ASSIGNMENT » Take the lines of the data below from the very first through the line containing "Target: straw umbrella roof" and output them exactly, pictures excluded.

(Natural-language object grounding data)

== Segment start ==

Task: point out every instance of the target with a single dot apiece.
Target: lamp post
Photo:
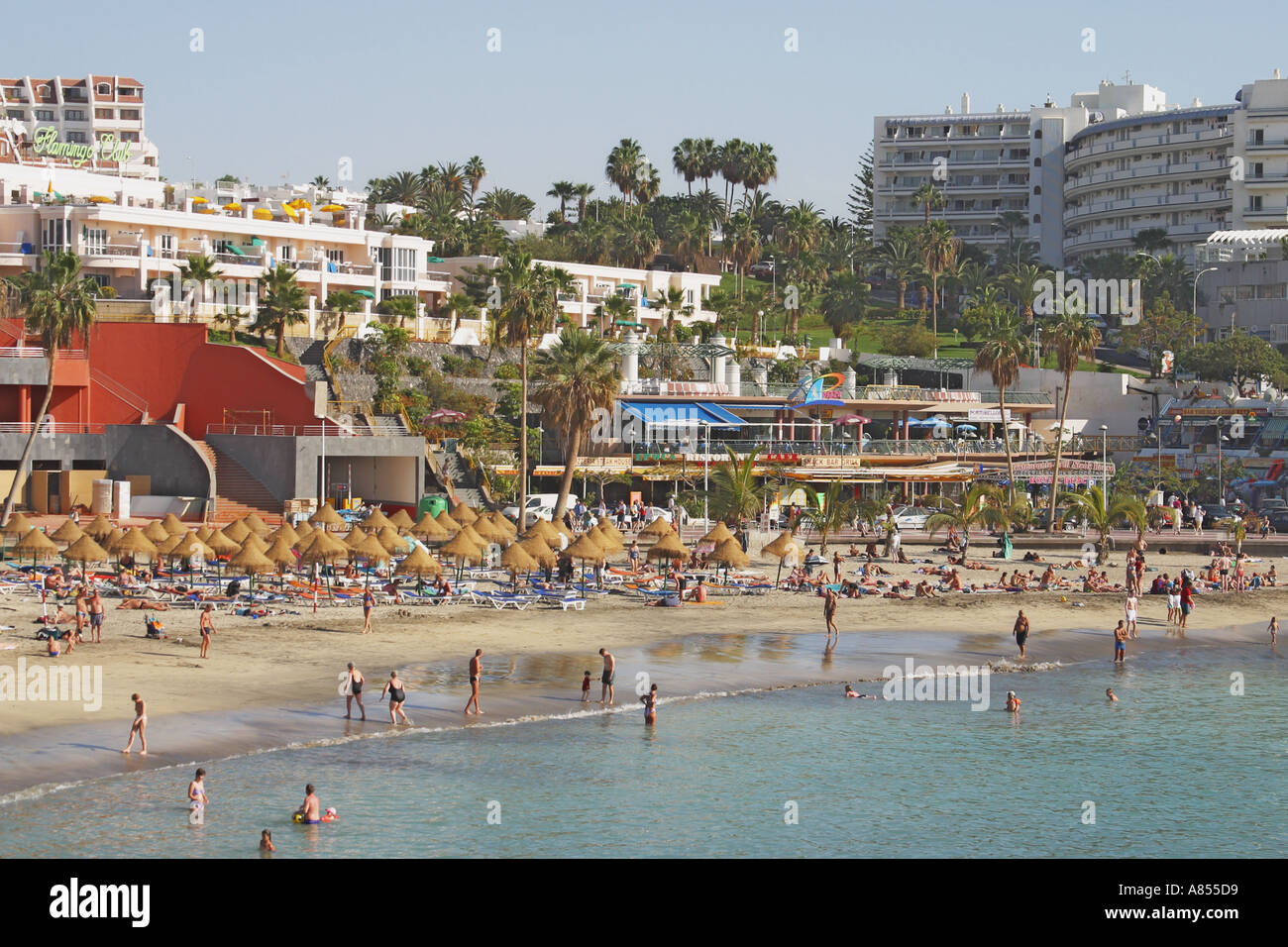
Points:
(1194, 304)
(1104, 468)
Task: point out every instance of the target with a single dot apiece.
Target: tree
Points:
(576, 376)
(1072, 338)
(60, 305)
(828, 512)
(1102, 517)
(279, 302)
(735, 492)
(1001, 356)
(980, 506)
(529, 304)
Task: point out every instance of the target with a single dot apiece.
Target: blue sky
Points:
(291, 88)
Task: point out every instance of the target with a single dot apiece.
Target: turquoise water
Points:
(1177, 768)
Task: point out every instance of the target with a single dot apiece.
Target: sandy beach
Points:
(274, 681)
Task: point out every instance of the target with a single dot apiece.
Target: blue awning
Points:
(682, 414)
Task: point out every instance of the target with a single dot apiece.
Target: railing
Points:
(52, 428)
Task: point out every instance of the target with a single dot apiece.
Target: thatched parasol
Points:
(236, 531)
(326, 517)
(376, 521)
(85, 549)
(256, 525)
(658, 527)
(67, 532)
(98, 528)
(716, 535)
(464, 514)
(37, 545)
(283, 532)
(419, 564)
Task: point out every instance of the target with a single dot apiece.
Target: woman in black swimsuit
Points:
(397, 694)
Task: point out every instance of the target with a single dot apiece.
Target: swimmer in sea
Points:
(649, 702)
(140, 725)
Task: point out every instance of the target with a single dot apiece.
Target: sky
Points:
(544, 90)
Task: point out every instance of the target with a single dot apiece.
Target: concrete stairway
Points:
(237, 492)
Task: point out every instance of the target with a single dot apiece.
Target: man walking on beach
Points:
(1121, 642)
(1021, 630)
(605, 693)
(476, 673)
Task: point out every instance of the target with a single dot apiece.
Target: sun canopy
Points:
(688, 414)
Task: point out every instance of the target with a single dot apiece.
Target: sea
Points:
(1192, 762)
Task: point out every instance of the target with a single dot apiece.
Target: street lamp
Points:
(1104, 468)
(1194, 305)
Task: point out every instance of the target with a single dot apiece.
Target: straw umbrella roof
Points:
(253, 561)
(220, 543)
(256, 525)
(254, 541)
(464, 514)
(37, 545)
(658, 527)
(462, 548)
(279, 553)
(716, 535)
(85, 549)
(668, 548)
(136, 543)
(370, 549)
(780, 547)
(730, 553)
(545, 532)
(539, 551)
(518, 558)
(419, 564)
(67, 532)
(428, 527)
(473, 536)
(376, 521)
(17, 526)
(283, 532)
(390, 540)
(236, 531)
(488, 531)
(587, 548)
(326, 517)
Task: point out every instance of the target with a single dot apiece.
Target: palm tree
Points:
(980, 506)
(1072, 338)
(735, 492)
(1102, 517)
(939, 249)
(829, 512)
(59, 305)
(565, 191)
(529, 303)
(1001, 356)
(576, 377)
(279, 302)
(928, 196)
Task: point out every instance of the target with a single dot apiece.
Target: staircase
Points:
(237, 492)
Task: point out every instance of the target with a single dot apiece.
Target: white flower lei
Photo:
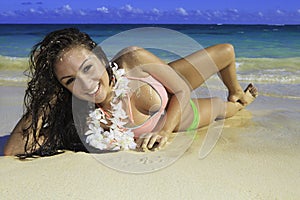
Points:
(118, 137)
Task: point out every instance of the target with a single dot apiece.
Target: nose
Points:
(85, 83)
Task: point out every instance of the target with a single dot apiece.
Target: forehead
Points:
(71, 59)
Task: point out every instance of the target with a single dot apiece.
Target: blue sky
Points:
(151, 11)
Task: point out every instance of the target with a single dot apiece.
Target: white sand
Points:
(257, 157)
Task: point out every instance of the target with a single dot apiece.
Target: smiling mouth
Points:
(95, 91)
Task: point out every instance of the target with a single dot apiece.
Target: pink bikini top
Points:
(149, 125)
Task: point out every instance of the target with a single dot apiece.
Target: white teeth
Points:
(94, 91)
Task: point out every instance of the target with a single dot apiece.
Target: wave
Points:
(258, 70)
(13, 63)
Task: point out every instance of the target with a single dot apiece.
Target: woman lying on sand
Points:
(138, 99)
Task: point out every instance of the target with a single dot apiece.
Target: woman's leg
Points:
(199, 66)
(211, 109)
(194, 68)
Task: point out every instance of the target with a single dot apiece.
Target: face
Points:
(83, 74)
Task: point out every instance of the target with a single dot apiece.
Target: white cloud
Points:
(67, 8)
(82, 13)
(155, 11)
(131, 9)
(279, 12)
(103, 9)
(182, 11)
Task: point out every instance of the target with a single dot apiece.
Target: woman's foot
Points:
(244, 97)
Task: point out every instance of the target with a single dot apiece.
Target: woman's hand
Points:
(148, 141)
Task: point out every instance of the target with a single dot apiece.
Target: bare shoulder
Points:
(133, 56)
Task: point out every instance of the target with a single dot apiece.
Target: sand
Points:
(256, 157)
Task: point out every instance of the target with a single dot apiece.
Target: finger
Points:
(146, 141)
(153, 140)
(162, 142)
(140, 140)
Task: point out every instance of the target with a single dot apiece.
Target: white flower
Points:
(118, 137)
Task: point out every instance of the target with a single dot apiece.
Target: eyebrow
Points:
(78, 69)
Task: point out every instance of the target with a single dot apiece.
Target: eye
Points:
(69, 81)
(87, 68)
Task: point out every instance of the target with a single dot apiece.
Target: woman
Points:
(67, 62)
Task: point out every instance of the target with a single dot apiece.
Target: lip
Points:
(95, 91)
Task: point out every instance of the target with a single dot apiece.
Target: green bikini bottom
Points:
(196, 119)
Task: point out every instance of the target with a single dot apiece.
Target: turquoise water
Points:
(267, 55)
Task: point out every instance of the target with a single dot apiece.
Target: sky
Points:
(151, 11)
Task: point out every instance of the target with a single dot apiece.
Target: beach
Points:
(256, 157)
(253, 155)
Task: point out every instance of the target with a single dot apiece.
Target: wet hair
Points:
(50, 125)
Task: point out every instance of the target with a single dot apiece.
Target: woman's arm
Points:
(180, 96)
(16, 142)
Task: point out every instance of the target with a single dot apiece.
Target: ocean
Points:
(267, 55)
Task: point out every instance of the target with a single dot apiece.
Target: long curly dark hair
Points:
(50, 125)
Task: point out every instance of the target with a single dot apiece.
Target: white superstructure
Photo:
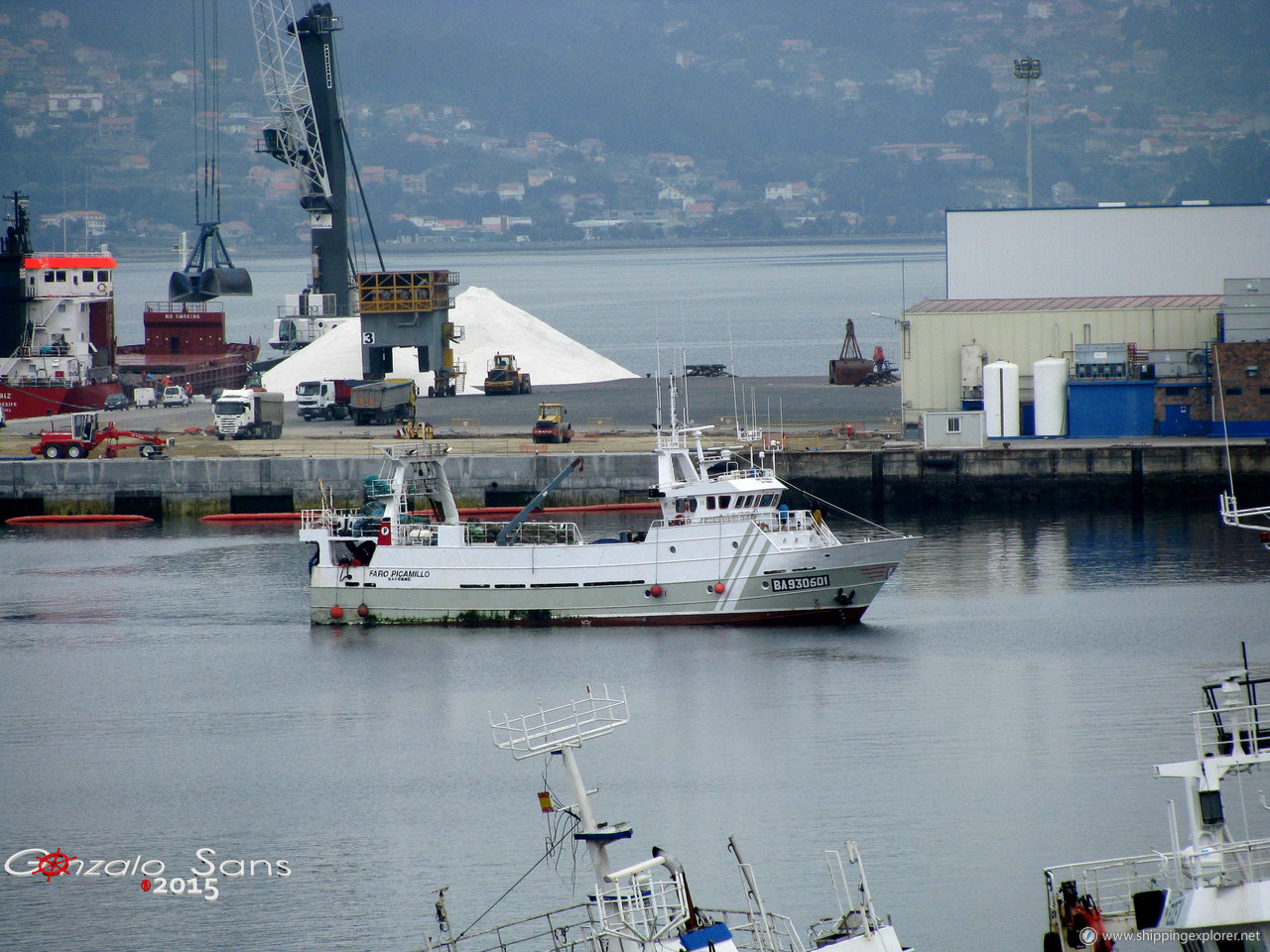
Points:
(645, 905)
(725, 549)
(1209, 892)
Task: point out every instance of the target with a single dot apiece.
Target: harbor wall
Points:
(875, 483)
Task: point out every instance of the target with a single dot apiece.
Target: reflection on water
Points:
(1000, 711)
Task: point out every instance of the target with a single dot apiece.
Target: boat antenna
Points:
(550, 849)
(1225, 429)
(658, 391)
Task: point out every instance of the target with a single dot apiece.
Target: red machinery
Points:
(85, 436)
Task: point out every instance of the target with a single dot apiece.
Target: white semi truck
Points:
(248, 414)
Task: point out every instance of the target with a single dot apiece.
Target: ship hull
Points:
(728, 574)
(30, 403)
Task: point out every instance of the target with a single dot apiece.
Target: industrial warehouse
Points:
(1161, 330)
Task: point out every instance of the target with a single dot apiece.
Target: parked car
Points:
(175, 397)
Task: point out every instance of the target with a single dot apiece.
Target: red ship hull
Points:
(28, 403)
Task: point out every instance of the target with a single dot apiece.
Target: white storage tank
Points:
(1001, 399)
(1049, 393)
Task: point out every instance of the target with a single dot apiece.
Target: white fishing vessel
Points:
(1209, 895)
(726, 549)
(644, 906)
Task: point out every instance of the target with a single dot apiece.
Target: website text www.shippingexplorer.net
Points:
(1089, 937)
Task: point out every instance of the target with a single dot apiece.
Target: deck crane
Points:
(309, 134)
(398, 308)
(208, 272)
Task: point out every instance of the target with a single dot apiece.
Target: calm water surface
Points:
(163, 693)
(763, 311)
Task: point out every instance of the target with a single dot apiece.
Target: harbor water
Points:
(169, 712)
(775, 309)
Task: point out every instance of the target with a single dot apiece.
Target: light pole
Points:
(1028, 68)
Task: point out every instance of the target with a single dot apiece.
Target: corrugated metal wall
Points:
(931, 341)
(1095, 252)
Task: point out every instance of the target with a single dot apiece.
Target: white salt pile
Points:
(490, 325)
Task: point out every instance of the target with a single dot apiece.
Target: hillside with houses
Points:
(584, 119)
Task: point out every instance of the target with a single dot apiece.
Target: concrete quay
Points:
(881, 481)
(838, 445)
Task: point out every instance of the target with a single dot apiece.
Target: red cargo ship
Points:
(56, 326)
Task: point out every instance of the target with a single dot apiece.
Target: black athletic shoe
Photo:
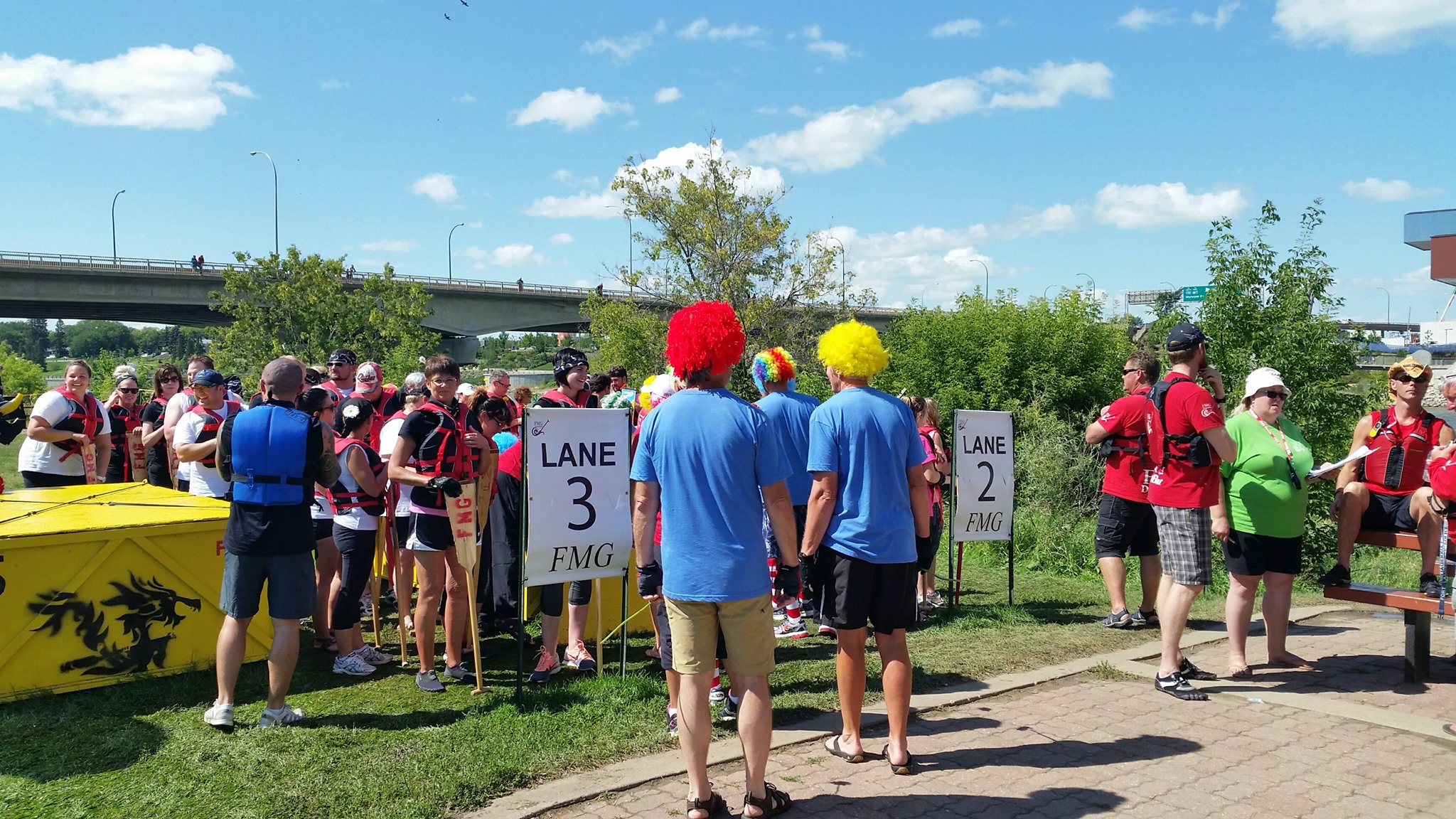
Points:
(1337, 576)
(1430, 585)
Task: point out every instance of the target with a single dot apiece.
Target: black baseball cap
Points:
(1186, 337)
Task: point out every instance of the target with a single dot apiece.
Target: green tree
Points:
(711, 232)
(19, 373)
(58, 343)
(297, 305)
(91, 337)
(38, 343)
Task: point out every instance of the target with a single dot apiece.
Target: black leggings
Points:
(551, 596)
(357, 550)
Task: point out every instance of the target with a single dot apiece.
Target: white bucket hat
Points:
(1263, 378)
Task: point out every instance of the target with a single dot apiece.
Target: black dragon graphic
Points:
(147, 606)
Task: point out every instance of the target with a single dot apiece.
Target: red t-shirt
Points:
(1123, 476)
(1190, 408)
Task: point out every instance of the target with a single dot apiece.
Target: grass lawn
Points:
(380, 748)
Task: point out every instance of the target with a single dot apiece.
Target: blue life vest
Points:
(269, 446)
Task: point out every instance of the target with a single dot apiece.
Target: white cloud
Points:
(622, 48)
(569, 108)
(389, 247)
(1386, 191)
(1221, 18)
(700, 30)
(154, 86)
(439, 187)
(579, 206)
(846, 137)
(1157, 206)
(1140, 18)
(505, 255)
(964, 26)
(1366, 25)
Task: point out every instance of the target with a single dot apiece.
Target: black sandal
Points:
(906, 770)
(1178, 687)
(714, 805)
(772, 803)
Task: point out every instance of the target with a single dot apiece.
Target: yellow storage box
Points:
(109, 583)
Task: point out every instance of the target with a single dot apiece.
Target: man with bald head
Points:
(271, 455)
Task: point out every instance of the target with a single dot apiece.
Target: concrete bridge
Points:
(172, 291)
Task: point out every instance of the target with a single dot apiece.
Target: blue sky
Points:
(1054, 141)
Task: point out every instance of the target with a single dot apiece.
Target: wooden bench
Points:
(1417, 606)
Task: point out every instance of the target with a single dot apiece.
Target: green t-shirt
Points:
(1261, 498)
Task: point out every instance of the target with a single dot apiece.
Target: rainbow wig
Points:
(854, 350)
(705, 336)
(774, 365)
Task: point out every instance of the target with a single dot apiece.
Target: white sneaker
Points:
(220, 716)
(373, 656)
(286, 716)
(353, 663)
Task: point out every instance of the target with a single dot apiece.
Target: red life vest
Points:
(449, 455)
(85, 417)
(1398, 462)
(341, 496)
(210, 426)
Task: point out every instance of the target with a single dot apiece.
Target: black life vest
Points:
(1193, 448)
(210, 427)
(85, 417)
(341, 496)
(1398, 462)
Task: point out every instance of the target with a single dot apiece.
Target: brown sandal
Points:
(772, 803)
(714, 805)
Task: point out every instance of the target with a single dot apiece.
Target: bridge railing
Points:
(108, 264)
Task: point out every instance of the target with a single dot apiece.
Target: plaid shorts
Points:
(1187, 538)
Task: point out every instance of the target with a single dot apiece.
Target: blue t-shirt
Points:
(868, 439)
(790, 413)
(710, 452)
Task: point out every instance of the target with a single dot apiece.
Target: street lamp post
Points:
(276, 194)
(450, 254)
(114, 226)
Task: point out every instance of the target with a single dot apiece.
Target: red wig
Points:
(705, 336)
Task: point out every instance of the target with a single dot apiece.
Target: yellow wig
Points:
(854, 350)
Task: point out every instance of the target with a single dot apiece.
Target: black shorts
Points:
(925, 548)
(1256, 554)
(1125, 528)
(1388, 513)
(860, 592)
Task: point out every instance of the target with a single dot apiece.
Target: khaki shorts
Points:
(747, 628)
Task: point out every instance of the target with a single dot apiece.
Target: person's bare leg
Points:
(695, 730)
(894, 658)
(432, 582)
(232, 645)
(1351, 509)
(756, 734)
(850, 678)
(1150, 573)
(1172, 611)
(282, 659)
(1238, 608)
(1114, 576)
(1278, 588)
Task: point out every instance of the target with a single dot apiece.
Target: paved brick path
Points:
(1093, 745)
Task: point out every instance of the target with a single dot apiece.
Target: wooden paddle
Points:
(464, 513)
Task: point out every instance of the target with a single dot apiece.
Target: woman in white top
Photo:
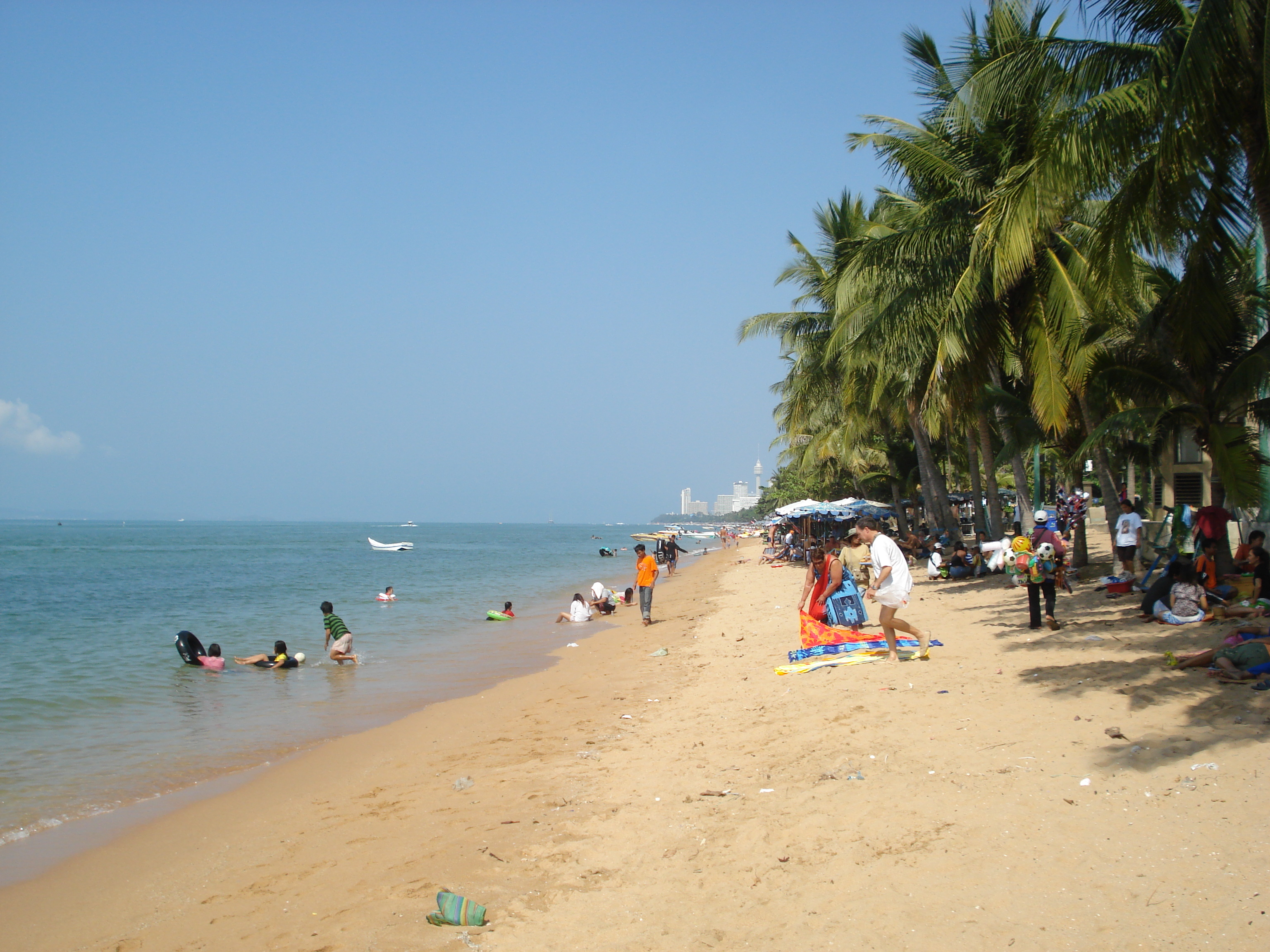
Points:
(578, 611)
(891, 587)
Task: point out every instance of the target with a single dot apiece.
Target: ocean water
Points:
(98, 710)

== Segment end ==

SOLUTION »
Task: point out every instance of the target with a single dot apiece.
Target: lamp post
Photo:
Points:
(1194, 304)
(1104, 468)
Task: point out every instance of the target with a single dot apiece.
Target: tree
Points:
(576, 376)
(1072, 338)
(60, 305)
(828, 512)
(1102, 517)
(279, 302)
(735, 492)
(1001, 356)
(980, 506)
(529, 304)
Task: point out every instance of the target with a single dot apiece.
Target: blue sky
Points:
(291, 88)
Task: point out every instance of the target with a single dot apiece.
Target: turquoise water
Points:
(1177, 768)
Task: point out every instance of the target with a single dot apiece.
Target: sandy beach
Points:
(274, 681)
Task: point out every instance of the target with a single dot apiece.
Target: blue awning
Points:
(682, 414)
Task: point out every instance of the target with a single dot apiece.
Target: railing
Points:
(52, 428)
Task: point out every instance of the target with a single dot apiece.
Target: thatched parasol
Points:
(236, 531)
(326, 517)
(376, 521)
(85, 549)
(256, 525)
(658, 527)
(67, 532)
(98, 528)
(716, 535)
(464, 514)
(37, 545)
(283, 532)
(419, 564)
Task: point out every instance of the target with a single dot apiece.
Target: woman in black swimsuit
Points:
(397, 694)
Task: point out every instance of the target with a single dot apiece.
Target: swimmer in sea
Points:
(649, 702)
(140, 725)
Task: point out every instance of the target with a single dot apiece.
Target: sky
Points:
(544, 90)
Task: point out every instance of the target with a single dot apiece.
Target: concrete stairway
Points:
(237, 492)
Task: point out every instance of the target with a single dot apiece.
Target: man walking on beach
Points:
(1121, 642)
(1021, 630)
(605, 693)
(476, 673)
Task: point out every instance of the target with a single dot apiece.
Target: sun canopy
Points:
(688, 414)
Task: point out every instance of the target with a single dot apiece.
Target: sea
Points:
(1192, 762)
Task: point out every instance of the target with a single dot apiece.
Target: street lamp
Points:
(1104, 468)
(1194, 305)
Task: point out every instance of the target with a single dot apiece.
Target: straw umbrella roof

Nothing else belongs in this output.